[Excerpted passage Boundary: Start]

Shadow Deputy Minister of Rural Development and Land Reform
- In office 1 January 2017 – 5 June 2019
- Leader: Mmusi Maimane
- Preceded by: Tsepo Mhlongo
- Succeeded by: Position abolished

Member of the National Assembly of South Africa
- In office 8 November 2016 – 28 May 2024

Personal details
- Born: 12 September 1956 (age 69)
- Party: Democratic Alliance
- Profession: Politician

= Thandeka Mbabama =

South African politician

Thandeka Moloko Mbabama (born 12 September 1956) is a South African politician of the Democratic Alliance who served as a Member of the National Assembly of South Africa from November 2016 until May 2024. Within the DA's Shadow Cabinet, she was Shadow Deputy Minister of Rural Development and Land Reform from January 2017 until June 2019 and Shadow Deputy Minister of Agriculture, Land Reform and Rural Development between June 2019 and May 2024.

==Career==
Mbabama is a member of the Democratic Alliance. In 2016, she was elected to the National Assembly of South Africa to replace Nqaba Bhanga. She was sworn into office on 8 November 2016. On 24 November 2016, DA parliamentary leader Mmusi Maimane appointed her to the post of Shadow Deputy Minister of Rural Development and Land Reform. Mbabama became a member of the Portfolio Committee on Rural Development and Land Reform on 8 December 2016. Her appointment as Shadow Deputy Minister took effect on 1 January 2017. Mbabama was appointed to the Constitutional Review Committee in May 2018. In February 2019, she became a member of the Ad Hoc Committee to Amend Section 25 of the Constitution.

Mbabama returned to Parliament following the general election in May 2019. In June 2019, she was appointed Shadow Deputy Minister of Agriculture, Land Reform and Rural Development. In October 2019, she returned to the Ad Hoc committee to amend section 25 of the constitution as a non-voting member. On 5 December 2020, Mbabama was re-appointed to her shadow cabinet role by the newly elected DA leader, John Steenhuisen.

Mbabama did not return to Parliament following the 2024 general election.

===Views===
Mbabama has been critical of expropriation without compensation. In March 2018, she voted against the motion. In May 2018, she blamed the ruling African National Congress for failed land reform programmes. Mbabama said in December 2018 that the ANC was using the new Land Expropriation Bill as an "electioneering tool".

[Excerpted passage Boundary: End]

▶ **Work instructions**
Retype the stretch from "Thandeka Moloko Mbabama" through "and May 2024." in the Thandeka Mbabama profile above, word for word.

[Supplied data Boundary: Start]

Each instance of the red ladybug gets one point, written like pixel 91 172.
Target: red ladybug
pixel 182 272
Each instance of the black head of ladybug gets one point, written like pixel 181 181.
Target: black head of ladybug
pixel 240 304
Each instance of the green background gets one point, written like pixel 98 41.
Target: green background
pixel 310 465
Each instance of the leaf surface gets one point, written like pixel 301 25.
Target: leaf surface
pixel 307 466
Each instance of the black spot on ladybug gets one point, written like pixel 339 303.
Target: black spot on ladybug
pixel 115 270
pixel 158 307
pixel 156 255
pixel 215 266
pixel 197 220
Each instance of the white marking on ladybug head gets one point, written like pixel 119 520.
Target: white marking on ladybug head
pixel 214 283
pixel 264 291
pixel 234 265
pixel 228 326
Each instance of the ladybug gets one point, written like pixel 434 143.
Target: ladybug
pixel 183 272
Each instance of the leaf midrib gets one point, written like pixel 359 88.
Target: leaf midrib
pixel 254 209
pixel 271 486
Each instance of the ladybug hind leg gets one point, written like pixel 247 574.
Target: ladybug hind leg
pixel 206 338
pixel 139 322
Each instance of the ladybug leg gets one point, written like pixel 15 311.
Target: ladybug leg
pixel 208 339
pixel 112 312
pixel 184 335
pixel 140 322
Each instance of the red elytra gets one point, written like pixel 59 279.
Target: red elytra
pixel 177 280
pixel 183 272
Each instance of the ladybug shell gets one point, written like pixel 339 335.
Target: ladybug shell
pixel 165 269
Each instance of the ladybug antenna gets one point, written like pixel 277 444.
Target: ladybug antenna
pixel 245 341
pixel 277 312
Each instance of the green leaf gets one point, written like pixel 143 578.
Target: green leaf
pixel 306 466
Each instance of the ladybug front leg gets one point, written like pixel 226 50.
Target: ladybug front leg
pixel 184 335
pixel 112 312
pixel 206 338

[Supplied data Boundary: End]

▶ **Answer section**
Thandeka Moloko Mbabama (born 12 September 1956) is a South African politician of the Democratic Alliance who served as a Member of the National Assembly of South Africa from November 2016 until May 2024. Within the DA's Shadow Cabinet, she was Shadow Deputy Minister of Rural Development and Land Reform from January 2017 until June 2019 and Shadow Deputy Minister of Agriculture, Land Reform and Rural Development between June 2019 and May 2024.